◆ **Work to complete**:
- a) In the op-ed on sexual harassment, what slogan did Philip Morris use to promote its Virginia Slims brand to women?
- b) Write the next part of the op-ed on sexual harassment, picking up after its last sentence.

◆ **Given text**:
Op-ed: Poisonous sexual harassment

In 1968, Phillip Morris decided the time had come to market cigarettes toward women, who had begun to make discernible social progress and finally moving away from the stifling ideal of the barefoot-and-pregnant child-raising homemaker role. They had started achieving a less restricted, independent role where they could choose to make their mark in the professional world. The cigarette manufacturer celebrated this new glimmering of freedom by creating a Virginia Slims brand that was promoted for women with the slogan “You’ve come a long way, baby!” The cynical message, of course, was that females were now liberated, so they could proudly inhale their own toxic fumes from their own “cancer sticks.”

 

Almost a half-century later, they have continued to inch forward. Their progress, however, has been littered with ongoing discrimination obstacles. Even in this day and age, we have pay disparities, gross unfairness when it comes to hiring and promotion, and that lingering poison of sexual assault and harassment. With that one, women definitely have not come a long way, not just over 50 years, but from when we lived together in caves.

◆ **Provided information**:

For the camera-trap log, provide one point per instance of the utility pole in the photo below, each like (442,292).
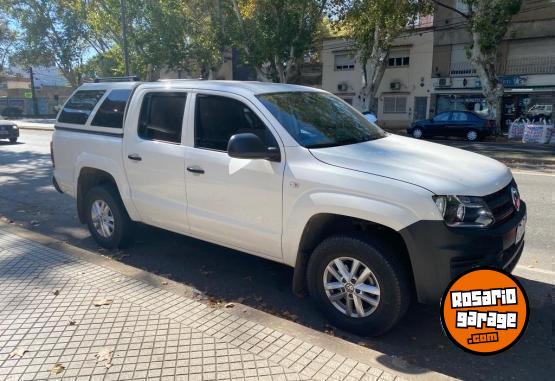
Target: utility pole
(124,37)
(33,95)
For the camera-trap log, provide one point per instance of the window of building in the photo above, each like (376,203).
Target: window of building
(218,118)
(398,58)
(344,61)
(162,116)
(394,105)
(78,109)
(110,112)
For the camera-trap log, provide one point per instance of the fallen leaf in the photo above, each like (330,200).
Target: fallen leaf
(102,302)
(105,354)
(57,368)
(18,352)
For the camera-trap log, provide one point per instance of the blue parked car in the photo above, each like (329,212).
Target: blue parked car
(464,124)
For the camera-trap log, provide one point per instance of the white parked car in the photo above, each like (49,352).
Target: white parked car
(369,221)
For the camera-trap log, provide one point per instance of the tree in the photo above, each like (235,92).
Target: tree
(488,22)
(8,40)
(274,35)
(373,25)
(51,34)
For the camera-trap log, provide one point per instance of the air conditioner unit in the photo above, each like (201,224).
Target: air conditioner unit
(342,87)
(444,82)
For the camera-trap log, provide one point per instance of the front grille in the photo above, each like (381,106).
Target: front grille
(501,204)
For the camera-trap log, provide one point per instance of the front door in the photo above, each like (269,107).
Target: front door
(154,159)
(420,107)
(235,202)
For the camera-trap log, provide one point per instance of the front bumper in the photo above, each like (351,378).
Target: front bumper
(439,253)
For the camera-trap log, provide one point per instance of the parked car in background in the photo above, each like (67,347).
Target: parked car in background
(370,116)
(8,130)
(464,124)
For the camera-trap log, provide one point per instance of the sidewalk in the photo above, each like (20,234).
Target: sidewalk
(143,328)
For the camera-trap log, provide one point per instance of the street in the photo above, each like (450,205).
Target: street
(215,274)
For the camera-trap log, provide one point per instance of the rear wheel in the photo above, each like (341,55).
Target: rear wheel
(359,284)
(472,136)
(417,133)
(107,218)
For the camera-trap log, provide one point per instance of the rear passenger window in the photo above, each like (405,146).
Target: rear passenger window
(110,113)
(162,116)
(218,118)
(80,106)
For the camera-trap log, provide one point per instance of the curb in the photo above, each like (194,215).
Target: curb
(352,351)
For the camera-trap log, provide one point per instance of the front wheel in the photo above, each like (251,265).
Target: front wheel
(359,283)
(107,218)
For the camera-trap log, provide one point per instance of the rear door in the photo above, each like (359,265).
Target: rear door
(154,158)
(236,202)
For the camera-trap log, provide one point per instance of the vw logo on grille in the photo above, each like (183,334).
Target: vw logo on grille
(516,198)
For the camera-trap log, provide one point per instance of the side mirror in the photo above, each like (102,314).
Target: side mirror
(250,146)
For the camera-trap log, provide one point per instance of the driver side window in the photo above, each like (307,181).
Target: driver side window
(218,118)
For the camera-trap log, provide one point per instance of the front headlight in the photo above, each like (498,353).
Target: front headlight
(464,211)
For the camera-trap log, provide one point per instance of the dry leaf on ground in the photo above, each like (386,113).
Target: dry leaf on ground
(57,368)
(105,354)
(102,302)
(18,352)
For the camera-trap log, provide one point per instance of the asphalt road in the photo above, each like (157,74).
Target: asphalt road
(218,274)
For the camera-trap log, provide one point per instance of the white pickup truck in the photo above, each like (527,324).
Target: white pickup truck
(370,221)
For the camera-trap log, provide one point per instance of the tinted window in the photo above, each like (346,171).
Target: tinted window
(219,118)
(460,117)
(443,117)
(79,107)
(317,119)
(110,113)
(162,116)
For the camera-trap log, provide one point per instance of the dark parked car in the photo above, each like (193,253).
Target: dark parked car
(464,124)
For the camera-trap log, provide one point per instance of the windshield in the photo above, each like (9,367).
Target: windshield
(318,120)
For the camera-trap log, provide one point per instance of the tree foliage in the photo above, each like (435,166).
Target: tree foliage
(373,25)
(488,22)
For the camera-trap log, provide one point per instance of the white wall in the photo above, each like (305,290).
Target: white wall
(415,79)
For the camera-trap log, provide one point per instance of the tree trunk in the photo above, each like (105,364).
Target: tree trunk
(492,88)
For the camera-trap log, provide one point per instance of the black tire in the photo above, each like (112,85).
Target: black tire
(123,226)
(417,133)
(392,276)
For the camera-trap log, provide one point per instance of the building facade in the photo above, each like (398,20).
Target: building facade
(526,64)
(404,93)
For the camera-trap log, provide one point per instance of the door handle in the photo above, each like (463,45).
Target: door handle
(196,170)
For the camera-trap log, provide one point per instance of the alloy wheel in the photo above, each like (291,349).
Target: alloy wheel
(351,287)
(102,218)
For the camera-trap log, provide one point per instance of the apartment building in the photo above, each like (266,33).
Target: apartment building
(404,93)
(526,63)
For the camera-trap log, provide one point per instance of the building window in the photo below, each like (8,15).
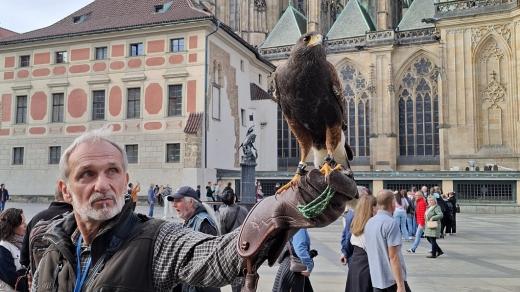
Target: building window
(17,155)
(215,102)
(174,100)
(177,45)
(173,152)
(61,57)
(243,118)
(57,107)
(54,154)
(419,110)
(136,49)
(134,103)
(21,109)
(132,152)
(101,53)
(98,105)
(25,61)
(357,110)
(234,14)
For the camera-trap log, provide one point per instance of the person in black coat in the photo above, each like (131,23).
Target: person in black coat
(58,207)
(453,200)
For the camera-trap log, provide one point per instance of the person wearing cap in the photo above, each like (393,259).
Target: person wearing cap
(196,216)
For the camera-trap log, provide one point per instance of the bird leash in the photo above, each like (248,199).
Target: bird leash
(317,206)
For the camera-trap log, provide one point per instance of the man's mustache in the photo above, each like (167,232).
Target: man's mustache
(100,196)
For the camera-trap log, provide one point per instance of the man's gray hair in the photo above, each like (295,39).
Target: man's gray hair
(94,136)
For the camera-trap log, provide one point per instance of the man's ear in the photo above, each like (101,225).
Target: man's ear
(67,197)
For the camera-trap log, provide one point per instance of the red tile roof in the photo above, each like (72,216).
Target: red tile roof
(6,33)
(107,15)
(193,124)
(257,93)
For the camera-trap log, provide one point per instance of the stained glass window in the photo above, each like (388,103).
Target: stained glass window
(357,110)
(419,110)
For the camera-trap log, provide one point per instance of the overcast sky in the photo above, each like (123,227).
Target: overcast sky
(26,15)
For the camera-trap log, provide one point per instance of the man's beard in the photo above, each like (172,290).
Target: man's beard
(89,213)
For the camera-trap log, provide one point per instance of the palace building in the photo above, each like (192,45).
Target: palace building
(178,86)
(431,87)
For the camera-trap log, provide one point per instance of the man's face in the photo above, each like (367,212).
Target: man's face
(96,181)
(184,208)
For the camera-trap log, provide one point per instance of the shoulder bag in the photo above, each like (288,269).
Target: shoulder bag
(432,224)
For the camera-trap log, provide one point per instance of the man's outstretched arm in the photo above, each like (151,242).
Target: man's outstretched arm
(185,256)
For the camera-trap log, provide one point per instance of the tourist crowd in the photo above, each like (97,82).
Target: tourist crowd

◆ **Answers to each task**:
- a) “You’ve come a long way, baby!”

- b)
We still have an opportunity to figure things out. By “we” I mean men, since the vast majority of offenses are from males directed at females — 80 to 90 percent, depending on the source compiling the statistics. That is just the reported incidents. Perhaps when we look back we will thank movie mogul Harvey Weinstein for raising our consciousness — a perverse gratitude, to say the least. The public charges of his sexual brutality over decades, allegedly assaulting women whose performing careers could be enhanced or destroyed by his powerful whim, have created an avalanche. It has buried not only him, but a growing list of other prominent show business men. It has metastasized to my craft, journalism. The names Mark Halperin and Michael Oreskes have been added to the roster of those who suddenly have toppled from the highest levels of prominence to the depths. Their media organizations dropped them like a stone once it became clear that accusations of their past gross behavior toward women had credibility.

Let me note here that my relations with both Halperin and Oreskes have always been cordial, but that doesn’t change the absolute truth that if their relations with female colleagues were marked with the kind of physical conduct that has been described, and if that is subsequently proven, they deserve, in my opinion, to be ostracized. It’s that black and white. Discipline should be harsh going forward for various gross and demonstrably unwelcome propositions that women endure on the job from the horn-dog men who saturate the workplace.

But now we get to that gray area, and the various shades of gray. I’ll pause for a moment while everyone yuks it up about “Shades of Grey.”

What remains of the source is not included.